Reproduce the lines of the records below word for word, starting at the line that contains "81, row 87." and ending at the line that contains "column 108, row 318", both lines included.

### [Rows]
※ ※ ※

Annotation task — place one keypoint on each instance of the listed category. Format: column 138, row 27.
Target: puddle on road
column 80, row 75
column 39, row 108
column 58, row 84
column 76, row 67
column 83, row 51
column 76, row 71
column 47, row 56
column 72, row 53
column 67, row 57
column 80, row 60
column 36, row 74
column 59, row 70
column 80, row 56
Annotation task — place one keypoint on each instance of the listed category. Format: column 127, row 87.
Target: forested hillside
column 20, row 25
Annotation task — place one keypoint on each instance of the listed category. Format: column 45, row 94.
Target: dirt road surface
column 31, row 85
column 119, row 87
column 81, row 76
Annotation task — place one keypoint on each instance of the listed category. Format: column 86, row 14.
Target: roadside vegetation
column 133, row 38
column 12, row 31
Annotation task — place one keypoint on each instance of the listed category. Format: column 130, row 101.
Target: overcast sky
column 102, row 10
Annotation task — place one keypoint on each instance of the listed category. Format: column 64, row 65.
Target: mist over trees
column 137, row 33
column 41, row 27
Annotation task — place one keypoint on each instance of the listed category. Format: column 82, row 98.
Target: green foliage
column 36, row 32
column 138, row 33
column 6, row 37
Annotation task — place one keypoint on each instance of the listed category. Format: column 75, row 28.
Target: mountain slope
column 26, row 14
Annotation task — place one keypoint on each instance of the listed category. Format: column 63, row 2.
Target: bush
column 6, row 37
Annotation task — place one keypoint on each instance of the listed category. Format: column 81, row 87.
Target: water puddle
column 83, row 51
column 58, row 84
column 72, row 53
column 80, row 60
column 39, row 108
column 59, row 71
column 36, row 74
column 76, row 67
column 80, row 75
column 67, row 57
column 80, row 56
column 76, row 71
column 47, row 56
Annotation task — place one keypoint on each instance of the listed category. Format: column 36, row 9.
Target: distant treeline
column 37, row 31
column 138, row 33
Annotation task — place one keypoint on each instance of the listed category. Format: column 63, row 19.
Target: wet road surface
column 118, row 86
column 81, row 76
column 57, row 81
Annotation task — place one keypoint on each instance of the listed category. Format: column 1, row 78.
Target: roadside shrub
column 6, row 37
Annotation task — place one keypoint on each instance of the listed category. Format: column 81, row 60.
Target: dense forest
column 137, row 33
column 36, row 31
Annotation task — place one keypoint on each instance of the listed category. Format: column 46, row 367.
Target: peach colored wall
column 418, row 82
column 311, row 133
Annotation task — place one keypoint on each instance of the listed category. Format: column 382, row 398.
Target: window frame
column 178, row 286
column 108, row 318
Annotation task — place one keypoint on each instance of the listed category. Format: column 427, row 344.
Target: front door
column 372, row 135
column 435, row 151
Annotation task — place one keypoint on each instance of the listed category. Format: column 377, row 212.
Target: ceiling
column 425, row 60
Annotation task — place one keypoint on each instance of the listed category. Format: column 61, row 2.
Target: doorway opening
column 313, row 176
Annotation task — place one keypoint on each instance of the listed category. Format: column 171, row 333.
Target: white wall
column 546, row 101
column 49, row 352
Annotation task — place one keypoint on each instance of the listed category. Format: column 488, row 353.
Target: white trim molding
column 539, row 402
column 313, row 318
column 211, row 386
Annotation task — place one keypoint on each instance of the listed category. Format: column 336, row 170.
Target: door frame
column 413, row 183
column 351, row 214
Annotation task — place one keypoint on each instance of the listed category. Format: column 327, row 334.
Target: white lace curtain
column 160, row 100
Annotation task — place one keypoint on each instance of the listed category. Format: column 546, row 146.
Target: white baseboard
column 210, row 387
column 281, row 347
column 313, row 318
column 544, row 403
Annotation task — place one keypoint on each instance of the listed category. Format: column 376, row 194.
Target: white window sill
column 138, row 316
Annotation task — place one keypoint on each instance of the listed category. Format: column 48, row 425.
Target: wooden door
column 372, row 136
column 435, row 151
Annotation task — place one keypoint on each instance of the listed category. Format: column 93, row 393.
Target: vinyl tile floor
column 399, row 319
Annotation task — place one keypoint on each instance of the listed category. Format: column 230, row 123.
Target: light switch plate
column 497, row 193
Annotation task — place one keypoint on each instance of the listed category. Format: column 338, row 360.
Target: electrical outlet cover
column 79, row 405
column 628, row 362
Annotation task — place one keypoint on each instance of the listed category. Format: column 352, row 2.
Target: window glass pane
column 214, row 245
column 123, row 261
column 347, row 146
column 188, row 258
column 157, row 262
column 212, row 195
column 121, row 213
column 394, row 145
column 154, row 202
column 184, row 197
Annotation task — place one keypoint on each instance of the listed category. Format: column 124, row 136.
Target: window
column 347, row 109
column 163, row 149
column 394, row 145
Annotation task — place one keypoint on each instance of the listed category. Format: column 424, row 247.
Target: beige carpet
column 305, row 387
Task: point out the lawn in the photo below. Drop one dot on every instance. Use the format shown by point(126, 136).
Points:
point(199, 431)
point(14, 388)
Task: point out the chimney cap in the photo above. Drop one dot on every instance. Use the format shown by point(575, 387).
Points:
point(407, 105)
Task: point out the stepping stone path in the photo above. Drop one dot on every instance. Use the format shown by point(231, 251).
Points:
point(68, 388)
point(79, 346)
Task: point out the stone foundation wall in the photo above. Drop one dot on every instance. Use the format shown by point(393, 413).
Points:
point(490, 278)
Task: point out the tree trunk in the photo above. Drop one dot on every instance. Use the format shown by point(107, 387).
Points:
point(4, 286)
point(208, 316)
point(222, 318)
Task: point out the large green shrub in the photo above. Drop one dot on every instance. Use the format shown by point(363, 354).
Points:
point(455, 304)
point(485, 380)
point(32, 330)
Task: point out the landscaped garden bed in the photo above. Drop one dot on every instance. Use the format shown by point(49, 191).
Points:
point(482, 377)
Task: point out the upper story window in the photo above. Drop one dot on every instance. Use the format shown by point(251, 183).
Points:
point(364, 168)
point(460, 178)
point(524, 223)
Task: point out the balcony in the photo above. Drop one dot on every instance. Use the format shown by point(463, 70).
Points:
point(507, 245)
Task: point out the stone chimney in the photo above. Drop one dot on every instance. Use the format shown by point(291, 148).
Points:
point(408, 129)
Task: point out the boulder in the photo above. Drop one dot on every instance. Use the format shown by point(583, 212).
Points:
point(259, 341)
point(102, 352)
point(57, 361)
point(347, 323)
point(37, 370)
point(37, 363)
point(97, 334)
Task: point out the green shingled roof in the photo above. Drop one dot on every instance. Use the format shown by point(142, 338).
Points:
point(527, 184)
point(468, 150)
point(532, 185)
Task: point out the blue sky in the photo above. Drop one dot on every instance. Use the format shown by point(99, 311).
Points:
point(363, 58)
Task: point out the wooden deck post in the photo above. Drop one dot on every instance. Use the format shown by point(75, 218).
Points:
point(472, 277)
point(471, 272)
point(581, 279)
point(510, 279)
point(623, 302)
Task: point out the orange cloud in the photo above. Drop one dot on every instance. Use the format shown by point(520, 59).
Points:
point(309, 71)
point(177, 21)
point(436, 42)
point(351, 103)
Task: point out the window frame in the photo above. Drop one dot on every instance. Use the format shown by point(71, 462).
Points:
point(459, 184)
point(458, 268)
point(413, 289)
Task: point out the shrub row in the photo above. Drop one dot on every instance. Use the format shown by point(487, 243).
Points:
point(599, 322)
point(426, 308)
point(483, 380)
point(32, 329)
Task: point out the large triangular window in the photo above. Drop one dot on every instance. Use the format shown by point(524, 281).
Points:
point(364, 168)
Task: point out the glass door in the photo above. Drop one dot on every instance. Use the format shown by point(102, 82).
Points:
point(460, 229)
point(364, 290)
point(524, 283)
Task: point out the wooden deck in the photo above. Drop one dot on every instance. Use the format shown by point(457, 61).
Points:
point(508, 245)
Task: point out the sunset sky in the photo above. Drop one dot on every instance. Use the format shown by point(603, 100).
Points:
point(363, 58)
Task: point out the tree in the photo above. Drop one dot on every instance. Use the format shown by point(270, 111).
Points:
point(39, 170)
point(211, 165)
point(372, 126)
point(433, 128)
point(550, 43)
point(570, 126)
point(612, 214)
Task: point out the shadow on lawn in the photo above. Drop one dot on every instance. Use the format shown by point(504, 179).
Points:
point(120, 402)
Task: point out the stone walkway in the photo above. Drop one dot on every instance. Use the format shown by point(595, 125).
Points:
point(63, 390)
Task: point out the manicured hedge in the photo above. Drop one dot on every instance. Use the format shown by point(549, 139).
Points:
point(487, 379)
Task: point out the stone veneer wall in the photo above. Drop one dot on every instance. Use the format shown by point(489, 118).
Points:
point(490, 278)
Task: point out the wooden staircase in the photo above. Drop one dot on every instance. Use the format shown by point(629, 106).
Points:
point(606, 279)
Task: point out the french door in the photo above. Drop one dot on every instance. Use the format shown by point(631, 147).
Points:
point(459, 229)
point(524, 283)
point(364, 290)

※ ※ ※

### [Task solution]
Annotation task — place one keypoint on each instance of the listed category. Format: column 81, row 87.
Target: water puddle
column 83, row 51
column 58, row 84
column 72, row 53
column 80, row 60
column 39, row 108
column 59, row 71
column 36, row 74
column 76, row 67
column 80, row 75
column 67, row 57
column 80, row 56
column 76, row 71
column 47, row 56
Annotation task — place one keypoint on each instance of the listed category. Format: column 36, row 9.
Target: distant treeline
column 37, row 31
column 138, row 33
Annotation task — place one keypoint on each instance of the listed category. Format: column 63, row 19.
Target: wet road surface
column 118, row 86
column 81, row 76
column 57, row 81
Annotation task — place one keypoint on each instance of the listed category. Format: column 1, row 78.
Target: roadside shrub
column 6, row 37
Annotation task — place one keypoint on each instance of the listed category. Format: column 81, row 60.
Target: dense forest
column 137, row 33
column 36, row 31
Annotation task — place one keypoint on each instance of the listed category. Format: column 46, row 367.
Target: peach colored wall
column 418, row 82
column 311, row 133
Annotation task — place one keypoint on each instance of the listed category. Format: column 382, row 398.
Target: window frame
column 178, row 286
column 108, row 318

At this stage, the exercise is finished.